Data for the task
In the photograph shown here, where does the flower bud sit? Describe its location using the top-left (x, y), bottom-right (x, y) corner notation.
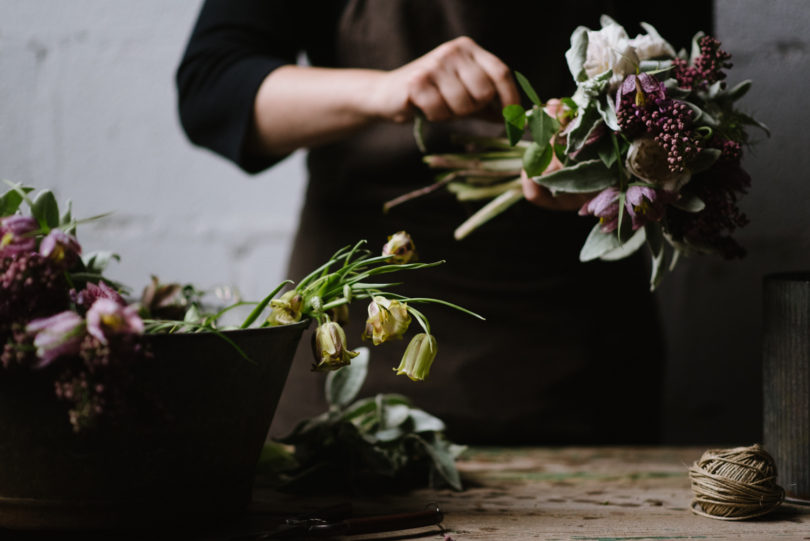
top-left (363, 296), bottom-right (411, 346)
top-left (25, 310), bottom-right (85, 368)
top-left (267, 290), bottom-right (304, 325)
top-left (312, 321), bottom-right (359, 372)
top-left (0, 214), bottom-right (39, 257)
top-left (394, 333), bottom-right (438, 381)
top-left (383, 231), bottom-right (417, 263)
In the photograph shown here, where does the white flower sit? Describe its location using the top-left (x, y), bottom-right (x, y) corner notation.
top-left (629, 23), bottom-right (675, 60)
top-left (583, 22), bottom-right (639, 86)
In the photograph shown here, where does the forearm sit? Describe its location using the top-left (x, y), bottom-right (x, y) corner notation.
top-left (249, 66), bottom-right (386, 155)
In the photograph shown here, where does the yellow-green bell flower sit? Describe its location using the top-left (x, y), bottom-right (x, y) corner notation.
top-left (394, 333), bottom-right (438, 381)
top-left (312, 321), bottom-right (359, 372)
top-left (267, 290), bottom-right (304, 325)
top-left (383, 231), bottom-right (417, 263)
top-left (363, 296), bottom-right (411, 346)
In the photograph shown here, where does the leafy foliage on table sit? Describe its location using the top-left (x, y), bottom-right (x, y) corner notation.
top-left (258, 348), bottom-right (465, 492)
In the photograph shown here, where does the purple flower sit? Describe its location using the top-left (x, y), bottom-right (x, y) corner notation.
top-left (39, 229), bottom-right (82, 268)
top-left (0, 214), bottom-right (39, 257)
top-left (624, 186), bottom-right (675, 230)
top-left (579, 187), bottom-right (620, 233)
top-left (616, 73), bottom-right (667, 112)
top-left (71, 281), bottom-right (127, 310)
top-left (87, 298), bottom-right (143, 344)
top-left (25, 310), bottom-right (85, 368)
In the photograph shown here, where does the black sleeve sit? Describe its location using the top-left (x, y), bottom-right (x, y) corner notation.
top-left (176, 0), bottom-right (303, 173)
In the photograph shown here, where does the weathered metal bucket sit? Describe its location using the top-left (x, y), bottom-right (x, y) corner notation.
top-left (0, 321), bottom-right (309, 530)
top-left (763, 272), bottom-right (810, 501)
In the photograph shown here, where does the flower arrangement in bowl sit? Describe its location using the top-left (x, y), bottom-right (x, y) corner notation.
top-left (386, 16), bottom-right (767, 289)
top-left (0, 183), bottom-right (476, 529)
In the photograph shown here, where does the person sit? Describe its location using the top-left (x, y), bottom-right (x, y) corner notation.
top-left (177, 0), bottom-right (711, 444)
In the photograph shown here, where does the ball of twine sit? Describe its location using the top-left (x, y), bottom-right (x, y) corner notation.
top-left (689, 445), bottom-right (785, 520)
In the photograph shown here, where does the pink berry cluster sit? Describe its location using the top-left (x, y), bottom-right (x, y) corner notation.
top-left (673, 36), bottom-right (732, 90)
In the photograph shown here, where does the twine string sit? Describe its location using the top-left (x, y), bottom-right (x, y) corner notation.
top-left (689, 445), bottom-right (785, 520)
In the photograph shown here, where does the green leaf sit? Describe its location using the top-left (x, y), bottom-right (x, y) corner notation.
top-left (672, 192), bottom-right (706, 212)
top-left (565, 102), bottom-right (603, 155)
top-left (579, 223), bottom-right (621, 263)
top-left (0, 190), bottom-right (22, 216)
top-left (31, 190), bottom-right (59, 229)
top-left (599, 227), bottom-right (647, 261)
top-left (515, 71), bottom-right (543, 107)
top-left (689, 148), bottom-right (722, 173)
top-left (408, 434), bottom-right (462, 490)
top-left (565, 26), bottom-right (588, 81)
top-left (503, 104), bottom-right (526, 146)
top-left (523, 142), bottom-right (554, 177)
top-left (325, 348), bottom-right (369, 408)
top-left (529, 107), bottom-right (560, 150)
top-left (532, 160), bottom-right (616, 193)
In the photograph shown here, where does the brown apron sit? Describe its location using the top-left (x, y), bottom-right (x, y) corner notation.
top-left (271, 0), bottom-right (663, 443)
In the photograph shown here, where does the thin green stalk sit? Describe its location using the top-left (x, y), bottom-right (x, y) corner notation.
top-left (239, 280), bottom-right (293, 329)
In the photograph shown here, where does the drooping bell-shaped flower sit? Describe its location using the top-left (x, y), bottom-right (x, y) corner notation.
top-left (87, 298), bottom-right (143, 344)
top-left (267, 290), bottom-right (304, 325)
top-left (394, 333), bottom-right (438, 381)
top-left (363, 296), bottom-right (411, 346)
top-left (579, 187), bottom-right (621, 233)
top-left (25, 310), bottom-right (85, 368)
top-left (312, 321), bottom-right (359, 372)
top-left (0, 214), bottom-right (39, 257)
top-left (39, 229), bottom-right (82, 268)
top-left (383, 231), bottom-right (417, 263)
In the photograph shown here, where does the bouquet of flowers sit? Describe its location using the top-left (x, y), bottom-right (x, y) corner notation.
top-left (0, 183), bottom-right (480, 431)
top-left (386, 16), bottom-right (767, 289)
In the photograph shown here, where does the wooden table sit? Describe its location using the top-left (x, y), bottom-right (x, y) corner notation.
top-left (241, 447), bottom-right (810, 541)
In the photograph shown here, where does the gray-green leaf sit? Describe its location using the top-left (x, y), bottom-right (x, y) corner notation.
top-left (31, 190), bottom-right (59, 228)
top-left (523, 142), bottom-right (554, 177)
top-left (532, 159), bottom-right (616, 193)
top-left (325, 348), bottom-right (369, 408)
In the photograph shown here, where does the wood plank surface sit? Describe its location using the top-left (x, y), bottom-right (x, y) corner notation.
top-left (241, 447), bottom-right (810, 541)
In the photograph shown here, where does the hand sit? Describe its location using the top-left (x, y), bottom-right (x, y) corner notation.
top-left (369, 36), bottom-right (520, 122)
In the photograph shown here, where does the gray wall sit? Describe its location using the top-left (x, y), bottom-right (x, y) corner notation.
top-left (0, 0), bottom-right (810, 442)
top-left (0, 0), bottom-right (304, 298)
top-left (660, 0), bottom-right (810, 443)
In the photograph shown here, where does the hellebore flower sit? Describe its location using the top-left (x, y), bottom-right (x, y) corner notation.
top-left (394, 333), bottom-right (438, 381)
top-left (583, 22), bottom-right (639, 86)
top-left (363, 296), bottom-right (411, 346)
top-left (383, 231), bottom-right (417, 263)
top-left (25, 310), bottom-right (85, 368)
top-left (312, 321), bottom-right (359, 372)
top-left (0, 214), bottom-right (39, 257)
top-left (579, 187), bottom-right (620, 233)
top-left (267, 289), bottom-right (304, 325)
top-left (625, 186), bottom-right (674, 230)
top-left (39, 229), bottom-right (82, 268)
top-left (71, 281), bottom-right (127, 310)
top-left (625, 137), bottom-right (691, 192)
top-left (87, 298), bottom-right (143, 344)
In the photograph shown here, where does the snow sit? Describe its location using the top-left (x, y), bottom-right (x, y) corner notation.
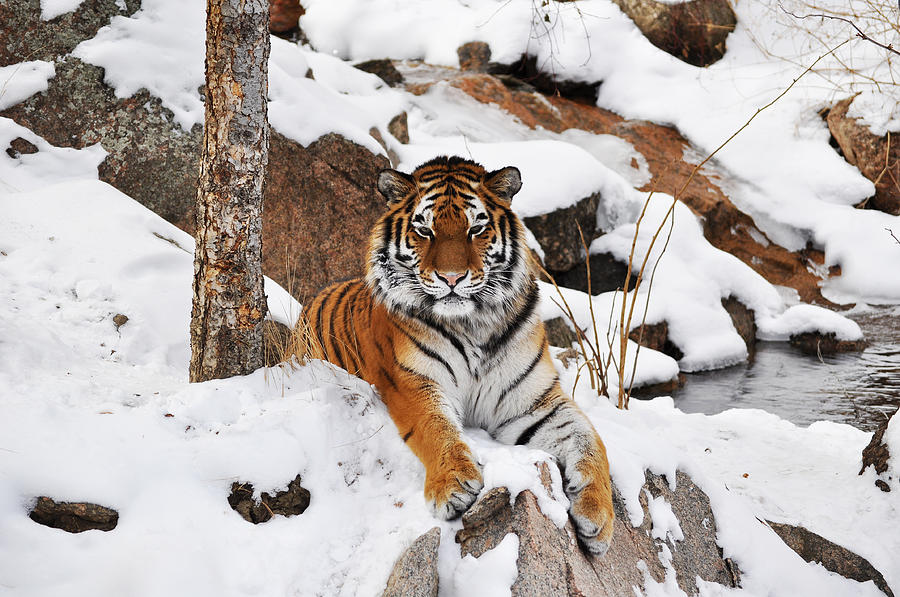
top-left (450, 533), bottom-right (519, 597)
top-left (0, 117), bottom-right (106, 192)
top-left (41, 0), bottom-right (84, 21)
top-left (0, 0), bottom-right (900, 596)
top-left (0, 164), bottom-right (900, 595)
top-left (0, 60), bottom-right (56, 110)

The problem
Pick out each line of the listing above that contains the word "table", and copy those lines.

Reply to the task
In the photograph shown here, where does the leafy foliage on table sit? Describe its location using the top-left (x, y), bottom-right (x, y) corner notation.
In the photograph shown here, where does the wooden table sit? Describe its location using the top-left (x, y), bottom-right (x, y) corner notation.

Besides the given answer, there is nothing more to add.